**Instructions for the task:**
Can you update all the records below so that "tab-separated" reads "comma-separated" everywhere, with nothing else changed and the pictures left out?

....................

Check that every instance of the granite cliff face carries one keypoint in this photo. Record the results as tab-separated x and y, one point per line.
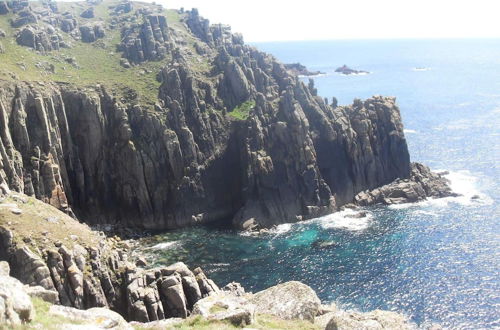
195	156
65	262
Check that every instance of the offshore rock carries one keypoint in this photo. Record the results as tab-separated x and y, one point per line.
288	301
4	8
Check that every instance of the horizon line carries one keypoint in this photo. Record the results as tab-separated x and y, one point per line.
374	39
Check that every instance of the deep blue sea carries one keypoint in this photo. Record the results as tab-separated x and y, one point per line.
437	261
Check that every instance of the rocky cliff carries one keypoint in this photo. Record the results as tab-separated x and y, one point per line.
65	262
229	134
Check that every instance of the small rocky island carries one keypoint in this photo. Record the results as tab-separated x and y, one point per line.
345	70
298	69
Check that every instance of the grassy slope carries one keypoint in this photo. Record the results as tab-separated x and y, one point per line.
41	225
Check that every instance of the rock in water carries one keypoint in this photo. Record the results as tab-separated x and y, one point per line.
290	300
347	70
342	320
226	307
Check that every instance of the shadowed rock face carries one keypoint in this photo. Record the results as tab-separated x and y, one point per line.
187	162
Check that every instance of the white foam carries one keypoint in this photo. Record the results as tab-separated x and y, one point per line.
281	229
355	74
352	220
165	246
313	75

....................

**Task result:**
Check that every instance of the granite cliff face carries one keypoint in this photo. Record the results as comma-separated x and y, one point per line.
195	156
65	262
Check that every instance of the offshore rock carries one keypoint in this photo. Record the results as comma-separated x and y, one point per line.
288	301
4	8
Check that every instance of the horizon line carries one keypoint in this photo. Record the results as comma-separated x and y, one point per line.
374	39
Check that every instance of the deep blue sea carries one keypoint in this photo. Record the results as comma-separated x and y, one point per line.
437	261
Check that every instance of the rocky cliff carries one keypoint in this photo. Record the results as comma-separated x and y, one point per line.
65	262
229	134
Check that every instance of the small rocky island carries one keypoint in this photo. Record the results as comma-separated x and y, one point per line.
345	70
298	69
Check that every instance of the grassy slope carries one keypoint in this photo. Record the results as comma-separated x and y, one point per line.
41	225
Check that every instance of the rock in water carries one keypoint in this photo. Record the results as comma-separated x and y, one point per line.
290	300
347	70
342	320
226	307
Check that every instance of the shadowed rock face carries one keypoint in this photo. Record the results as comma-separated x and y, one point per line.
187	162
Check that every instance of the white foam carries one keypoint in this photo. Record the results as comma-separated x and y, one point per line.
281	229
355	74
352	220
165	246
313	75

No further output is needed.